Please start at the first line of the records beneath and quote each line exactly, ending with the line containing "Target: green foliage background".

▶ _Source material_:

*****

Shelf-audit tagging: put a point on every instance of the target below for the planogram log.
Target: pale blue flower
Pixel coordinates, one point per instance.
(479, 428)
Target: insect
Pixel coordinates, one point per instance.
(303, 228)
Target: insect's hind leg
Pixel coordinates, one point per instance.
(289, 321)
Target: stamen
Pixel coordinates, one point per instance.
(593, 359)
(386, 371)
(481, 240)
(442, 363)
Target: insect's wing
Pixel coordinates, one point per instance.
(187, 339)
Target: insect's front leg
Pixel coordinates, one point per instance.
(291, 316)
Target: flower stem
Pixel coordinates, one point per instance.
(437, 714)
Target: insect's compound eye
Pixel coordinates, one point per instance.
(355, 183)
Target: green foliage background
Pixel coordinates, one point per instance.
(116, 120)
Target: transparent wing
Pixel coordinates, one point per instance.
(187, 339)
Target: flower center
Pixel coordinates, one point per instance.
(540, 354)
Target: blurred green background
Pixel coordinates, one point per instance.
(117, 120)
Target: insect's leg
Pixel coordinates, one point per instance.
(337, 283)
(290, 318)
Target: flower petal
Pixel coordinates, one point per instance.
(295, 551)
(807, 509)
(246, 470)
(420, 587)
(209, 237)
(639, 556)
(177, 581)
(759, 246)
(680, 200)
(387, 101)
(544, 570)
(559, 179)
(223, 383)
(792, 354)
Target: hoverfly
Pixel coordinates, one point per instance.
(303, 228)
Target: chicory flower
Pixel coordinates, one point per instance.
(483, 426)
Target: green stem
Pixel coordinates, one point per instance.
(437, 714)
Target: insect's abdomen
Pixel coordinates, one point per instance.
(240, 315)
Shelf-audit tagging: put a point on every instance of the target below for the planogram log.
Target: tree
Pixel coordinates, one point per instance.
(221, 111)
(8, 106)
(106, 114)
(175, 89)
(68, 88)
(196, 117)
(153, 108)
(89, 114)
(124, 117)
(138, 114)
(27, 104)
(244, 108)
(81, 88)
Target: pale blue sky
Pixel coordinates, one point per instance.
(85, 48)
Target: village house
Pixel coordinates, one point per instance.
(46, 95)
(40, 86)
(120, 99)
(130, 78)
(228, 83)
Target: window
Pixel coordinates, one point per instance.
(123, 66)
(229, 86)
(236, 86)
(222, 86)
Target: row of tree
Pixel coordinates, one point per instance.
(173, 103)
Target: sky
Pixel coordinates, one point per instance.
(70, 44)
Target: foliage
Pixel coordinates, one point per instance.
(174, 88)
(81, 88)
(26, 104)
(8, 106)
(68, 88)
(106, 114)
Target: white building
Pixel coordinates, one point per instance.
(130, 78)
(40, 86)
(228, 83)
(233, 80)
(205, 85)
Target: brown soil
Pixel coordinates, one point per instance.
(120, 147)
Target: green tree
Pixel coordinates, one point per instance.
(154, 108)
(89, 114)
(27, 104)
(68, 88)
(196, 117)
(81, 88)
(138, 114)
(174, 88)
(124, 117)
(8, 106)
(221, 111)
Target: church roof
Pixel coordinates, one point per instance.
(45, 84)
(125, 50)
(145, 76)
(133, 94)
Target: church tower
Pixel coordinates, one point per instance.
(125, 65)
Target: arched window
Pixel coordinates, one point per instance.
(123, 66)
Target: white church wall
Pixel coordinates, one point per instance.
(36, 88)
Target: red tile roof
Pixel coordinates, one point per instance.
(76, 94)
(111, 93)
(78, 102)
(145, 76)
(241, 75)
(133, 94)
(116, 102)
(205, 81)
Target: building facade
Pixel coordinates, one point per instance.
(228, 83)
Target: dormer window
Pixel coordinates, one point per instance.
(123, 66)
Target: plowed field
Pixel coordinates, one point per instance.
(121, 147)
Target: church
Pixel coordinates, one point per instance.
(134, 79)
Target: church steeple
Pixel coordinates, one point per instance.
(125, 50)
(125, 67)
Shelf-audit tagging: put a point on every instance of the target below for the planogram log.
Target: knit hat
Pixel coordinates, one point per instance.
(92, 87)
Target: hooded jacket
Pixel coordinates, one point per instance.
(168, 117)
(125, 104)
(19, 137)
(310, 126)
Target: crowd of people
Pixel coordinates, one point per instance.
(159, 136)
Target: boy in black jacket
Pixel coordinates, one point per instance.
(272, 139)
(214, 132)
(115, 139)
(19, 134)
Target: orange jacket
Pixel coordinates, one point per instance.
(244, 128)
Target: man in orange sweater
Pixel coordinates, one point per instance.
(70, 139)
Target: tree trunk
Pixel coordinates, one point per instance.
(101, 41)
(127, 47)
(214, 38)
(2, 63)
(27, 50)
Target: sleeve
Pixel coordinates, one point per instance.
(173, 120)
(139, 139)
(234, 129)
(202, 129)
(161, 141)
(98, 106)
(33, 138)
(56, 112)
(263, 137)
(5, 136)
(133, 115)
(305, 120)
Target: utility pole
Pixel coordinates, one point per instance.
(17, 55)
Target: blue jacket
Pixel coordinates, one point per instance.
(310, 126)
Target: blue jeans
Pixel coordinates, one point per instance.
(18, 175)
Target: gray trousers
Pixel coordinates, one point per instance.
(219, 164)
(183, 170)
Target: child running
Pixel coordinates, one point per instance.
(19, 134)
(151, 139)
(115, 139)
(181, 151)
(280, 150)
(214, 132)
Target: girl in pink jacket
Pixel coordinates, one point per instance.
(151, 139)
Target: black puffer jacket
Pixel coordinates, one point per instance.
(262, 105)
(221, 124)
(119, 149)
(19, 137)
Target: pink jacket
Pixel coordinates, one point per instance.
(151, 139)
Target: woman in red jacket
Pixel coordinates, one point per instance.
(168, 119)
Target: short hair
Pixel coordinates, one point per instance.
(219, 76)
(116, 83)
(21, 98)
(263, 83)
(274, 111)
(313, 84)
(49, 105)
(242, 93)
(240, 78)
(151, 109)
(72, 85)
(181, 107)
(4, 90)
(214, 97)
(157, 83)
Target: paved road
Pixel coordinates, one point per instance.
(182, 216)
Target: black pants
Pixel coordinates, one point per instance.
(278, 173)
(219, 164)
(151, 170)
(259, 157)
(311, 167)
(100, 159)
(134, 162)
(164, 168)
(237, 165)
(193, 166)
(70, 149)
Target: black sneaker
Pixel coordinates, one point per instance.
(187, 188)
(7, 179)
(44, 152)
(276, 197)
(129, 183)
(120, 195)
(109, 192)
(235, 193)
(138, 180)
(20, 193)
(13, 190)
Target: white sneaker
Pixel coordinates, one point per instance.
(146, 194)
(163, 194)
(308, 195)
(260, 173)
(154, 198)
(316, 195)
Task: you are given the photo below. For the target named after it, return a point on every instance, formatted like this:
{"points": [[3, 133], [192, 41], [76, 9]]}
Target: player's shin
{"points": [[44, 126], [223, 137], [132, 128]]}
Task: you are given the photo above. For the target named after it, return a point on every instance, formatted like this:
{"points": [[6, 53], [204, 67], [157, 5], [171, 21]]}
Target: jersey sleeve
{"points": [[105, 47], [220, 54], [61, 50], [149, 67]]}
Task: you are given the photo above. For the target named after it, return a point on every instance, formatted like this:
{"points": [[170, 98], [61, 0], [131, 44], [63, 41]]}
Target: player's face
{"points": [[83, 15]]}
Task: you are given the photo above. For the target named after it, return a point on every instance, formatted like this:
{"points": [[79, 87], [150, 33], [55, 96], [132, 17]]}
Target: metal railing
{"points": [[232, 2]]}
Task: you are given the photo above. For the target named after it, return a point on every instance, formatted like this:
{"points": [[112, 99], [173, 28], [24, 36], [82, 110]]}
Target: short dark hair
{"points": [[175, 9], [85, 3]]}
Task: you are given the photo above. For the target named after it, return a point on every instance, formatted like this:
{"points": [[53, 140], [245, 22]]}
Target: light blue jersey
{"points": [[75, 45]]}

*****

▶ _Result of this exercise_:
Shelf-audit tagging: put a point on every instance of the target below for the planogram log.
Target: pale blue flower
Pixel coordinates, one point per instance.
(479, 428)
Target: insect
Pixel coordinates, one point per instance.
(303, 228)
Target: insect's hind leg
Pixel coordinates, one point per instance.
(289, 321)
Target: stamen
Pixel coordinates, one point per instance.
(593, 359)
(386, 371)
(481, 240)
(442, 363)
Target: insect's wing
Pixel coordinates, one point per instance.
(187, 339)
Target: insect's front leg
Pixel coordinates, one point per instance.
(291, 316)
Target: flower stem
Pixel coordinates, one point per instance.
(437, 714)
Target: insect's compound eye
Pixel coordinates, one point per instance.
(355, 183)
Target: green foliage background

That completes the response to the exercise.